What the task asks >>
Could you retype, word for word, the lines of the entries below that begin with the line containing "If you could tag the dark curly" and run through the end of the entries?

Entries from a data source:
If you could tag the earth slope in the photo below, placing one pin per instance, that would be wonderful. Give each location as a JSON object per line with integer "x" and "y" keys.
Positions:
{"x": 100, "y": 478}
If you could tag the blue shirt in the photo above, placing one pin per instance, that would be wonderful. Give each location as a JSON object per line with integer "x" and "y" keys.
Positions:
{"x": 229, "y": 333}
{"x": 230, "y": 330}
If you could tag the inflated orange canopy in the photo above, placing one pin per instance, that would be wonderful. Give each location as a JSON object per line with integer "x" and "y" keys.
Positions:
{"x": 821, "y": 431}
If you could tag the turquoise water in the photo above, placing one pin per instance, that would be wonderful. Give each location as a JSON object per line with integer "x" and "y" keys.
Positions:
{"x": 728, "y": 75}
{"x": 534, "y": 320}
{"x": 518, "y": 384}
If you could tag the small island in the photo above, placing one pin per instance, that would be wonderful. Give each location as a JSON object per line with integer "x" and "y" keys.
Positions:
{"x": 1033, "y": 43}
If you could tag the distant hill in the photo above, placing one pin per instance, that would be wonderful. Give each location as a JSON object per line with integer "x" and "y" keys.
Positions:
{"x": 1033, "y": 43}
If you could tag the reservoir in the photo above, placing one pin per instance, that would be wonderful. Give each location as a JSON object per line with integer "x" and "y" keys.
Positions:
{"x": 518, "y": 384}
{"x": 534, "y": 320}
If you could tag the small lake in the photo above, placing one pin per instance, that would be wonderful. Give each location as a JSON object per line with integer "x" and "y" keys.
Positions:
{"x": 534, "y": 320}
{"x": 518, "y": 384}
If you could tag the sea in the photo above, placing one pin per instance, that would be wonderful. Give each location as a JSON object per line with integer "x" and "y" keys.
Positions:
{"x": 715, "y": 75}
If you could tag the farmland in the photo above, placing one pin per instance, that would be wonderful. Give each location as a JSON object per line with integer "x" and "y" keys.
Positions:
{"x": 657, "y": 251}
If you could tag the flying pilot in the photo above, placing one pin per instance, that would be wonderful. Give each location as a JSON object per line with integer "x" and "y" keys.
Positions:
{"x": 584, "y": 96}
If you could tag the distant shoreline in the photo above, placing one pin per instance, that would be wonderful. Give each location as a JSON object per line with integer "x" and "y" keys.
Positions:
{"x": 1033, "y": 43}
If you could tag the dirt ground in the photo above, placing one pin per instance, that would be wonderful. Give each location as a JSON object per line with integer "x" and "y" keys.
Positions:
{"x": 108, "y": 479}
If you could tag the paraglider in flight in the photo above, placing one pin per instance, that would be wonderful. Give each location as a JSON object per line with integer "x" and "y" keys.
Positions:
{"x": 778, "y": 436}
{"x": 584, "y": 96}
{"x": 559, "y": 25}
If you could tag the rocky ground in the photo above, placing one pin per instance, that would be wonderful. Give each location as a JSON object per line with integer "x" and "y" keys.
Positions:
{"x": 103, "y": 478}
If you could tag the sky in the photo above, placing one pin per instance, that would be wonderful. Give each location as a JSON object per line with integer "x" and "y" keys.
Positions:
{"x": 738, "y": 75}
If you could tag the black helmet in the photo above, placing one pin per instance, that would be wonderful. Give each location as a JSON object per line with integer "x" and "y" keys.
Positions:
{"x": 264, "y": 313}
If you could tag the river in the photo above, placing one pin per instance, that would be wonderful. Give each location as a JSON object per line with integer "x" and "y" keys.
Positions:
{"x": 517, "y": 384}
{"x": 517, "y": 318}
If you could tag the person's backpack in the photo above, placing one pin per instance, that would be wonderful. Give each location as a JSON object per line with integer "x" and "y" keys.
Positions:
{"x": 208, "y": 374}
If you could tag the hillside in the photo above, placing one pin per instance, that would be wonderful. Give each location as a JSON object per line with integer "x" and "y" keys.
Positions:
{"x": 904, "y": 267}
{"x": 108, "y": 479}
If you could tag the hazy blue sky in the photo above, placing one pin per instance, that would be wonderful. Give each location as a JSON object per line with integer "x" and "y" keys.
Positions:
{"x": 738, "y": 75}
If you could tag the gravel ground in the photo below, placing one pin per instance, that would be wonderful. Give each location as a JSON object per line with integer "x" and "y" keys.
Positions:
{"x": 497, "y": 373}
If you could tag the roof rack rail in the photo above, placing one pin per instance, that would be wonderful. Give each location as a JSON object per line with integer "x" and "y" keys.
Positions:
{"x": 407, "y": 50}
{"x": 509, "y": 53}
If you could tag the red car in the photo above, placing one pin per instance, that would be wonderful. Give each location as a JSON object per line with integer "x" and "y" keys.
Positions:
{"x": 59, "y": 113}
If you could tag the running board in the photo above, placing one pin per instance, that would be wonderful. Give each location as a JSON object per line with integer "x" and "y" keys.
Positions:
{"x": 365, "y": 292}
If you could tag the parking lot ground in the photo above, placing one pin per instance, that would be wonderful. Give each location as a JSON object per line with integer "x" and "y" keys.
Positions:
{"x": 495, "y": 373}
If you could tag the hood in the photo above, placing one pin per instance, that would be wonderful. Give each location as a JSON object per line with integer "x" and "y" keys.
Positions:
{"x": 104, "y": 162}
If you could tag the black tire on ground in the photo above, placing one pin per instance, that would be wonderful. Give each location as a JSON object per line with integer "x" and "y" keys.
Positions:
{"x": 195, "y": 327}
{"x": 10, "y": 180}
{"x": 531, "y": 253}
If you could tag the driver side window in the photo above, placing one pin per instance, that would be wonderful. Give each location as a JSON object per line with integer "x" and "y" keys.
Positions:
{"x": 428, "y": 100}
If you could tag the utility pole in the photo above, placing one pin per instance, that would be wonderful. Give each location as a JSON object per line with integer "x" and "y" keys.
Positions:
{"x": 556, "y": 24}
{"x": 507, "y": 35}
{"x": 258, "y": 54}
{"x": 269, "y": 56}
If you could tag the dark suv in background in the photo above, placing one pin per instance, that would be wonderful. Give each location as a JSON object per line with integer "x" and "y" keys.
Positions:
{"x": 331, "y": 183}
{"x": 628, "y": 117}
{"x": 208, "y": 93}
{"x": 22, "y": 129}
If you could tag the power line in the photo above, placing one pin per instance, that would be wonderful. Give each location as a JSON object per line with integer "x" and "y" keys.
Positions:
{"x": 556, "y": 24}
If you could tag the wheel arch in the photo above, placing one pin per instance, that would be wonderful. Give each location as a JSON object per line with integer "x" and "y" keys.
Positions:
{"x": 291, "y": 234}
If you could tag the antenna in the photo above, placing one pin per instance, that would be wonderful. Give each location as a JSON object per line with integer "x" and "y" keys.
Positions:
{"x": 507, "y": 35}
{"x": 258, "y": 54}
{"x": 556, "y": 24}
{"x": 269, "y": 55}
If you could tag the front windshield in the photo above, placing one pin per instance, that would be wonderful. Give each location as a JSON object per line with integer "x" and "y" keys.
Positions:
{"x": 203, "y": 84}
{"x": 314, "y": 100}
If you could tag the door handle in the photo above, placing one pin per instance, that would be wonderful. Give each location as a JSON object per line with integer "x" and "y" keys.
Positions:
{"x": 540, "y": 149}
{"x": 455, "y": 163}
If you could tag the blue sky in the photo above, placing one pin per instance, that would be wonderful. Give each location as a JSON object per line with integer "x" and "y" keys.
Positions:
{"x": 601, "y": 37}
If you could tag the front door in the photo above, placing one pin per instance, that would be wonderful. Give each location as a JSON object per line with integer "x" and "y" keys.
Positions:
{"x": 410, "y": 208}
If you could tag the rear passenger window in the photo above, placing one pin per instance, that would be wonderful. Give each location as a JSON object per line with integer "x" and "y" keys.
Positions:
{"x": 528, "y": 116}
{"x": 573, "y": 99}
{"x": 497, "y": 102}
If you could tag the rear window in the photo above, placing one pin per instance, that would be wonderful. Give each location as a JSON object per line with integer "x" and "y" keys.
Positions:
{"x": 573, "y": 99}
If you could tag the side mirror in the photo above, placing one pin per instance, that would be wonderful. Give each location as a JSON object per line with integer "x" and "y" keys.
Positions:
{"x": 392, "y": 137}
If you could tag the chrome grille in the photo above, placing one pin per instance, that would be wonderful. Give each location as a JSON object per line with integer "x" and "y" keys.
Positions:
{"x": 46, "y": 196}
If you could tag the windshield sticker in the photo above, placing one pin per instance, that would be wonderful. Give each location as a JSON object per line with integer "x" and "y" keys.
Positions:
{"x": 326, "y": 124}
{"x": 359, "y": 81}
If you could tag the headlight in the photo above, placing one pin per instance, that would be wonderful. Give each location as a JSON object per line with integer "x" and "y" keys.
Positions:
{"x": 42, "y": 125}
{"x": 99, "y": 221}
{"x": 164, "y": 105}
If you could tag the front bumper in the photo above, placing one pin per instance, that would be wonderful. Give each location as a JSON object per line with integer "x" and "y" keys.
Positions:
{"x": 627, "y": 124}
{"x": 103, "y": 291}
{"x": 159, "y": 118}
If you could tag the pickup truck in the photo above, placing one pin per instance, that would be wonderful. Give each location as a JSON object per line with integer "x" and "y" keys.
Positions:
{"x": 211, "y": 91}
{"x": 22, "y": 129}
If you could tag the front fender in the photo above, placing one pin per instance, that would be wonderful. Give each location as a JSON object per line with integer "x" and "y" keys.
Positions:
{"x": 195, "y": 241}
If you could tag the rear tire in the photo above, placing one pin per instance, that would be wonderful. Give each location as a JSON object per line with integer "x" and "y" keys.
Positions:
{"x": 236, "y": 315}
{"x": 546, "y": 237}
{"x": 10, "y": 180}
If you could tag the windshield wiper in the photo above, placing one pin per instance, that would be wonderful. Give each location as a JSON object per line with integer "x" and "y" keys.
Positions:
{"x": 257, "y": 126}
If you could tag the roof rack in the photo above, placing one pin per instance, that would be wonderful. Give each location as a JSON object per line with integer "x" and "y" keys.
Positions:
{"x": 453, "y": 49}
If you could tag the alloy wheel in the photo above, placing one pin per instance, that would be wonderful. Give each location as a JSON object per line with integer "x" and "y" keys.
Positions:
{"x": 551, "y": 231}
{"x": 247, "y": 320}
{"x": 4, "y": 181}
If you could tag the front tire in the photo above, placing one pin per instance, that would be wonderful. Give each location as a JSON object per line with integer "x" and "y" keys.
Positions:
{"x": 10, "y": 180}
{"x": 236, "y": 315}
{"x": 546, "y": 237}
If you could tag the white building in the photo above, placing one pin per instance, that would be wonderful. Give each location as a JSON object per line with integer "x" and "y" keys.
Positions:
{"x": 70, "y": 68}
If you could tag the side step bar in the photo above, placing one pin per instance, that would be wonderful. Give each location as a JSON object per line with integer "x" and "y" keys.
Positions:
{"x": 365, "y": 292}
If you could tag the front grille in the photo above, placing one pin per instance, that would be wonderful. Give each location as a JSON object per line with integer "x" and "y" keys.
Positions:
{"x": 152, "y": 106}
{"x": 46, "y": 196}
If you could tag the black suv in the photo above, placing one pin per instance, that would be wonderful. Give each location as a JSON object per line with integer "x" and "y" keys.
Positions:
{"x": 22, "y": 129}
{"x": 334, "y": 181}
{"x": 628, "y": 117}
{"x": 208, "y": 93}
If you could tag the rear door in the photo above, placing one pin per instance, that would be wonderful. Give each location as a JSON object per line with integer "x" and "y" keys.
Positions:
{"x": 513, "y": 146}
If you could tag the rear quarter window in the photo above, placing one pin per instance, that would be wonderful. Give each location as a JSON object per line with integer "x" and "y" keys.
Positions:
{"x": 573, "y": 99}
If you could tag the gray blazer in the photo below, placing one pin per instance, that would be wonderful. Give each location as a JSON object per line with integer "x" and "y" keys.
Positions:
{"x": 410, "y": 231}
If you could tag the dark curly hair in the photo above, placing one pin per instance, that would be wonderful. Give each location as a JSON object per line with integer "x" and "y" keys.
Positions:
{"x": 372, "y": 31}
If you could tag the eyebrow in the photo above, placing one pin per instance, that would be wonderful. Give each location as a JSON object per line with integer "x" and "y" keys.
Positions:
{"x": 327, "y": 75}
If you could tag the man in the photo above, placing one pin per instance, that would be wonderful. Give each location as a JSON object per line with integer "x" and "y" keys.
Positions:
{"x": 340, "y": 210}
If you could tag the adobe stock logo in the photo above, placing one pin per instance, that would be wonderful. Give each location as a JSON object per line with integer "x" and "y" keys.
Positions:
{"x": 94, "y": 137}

The completed task >>
If you could tag the dark curly hair in the photo above, placing one pin per instance, that would be wonderful. Give each location as a JSON object per line with integer "x" and "y" keys.
Positions:
{"x": 372, "y": 31}
If you could tag the eyebrow in the photo above, placing one pin per instance, that would be wonderful. Give each location as a JSON object per line with integer "x" and "y" keys.
Positions:
{"x": 327, "y": 75}
If you could tag the man in the photo above, placing one pin per instance, that would be wonderful. Give each location as a JSON object per line with integer "x" and "y" keys.
Positions:
{"x": 340, "y": 210}
If you could tag the adobe stock logo in the photo above, placing one pin per instance, that would be wonderful. Give each location as a JSON object per line with integer "x" and "y" keys.
Positions:
{"x": 94, "y": 137}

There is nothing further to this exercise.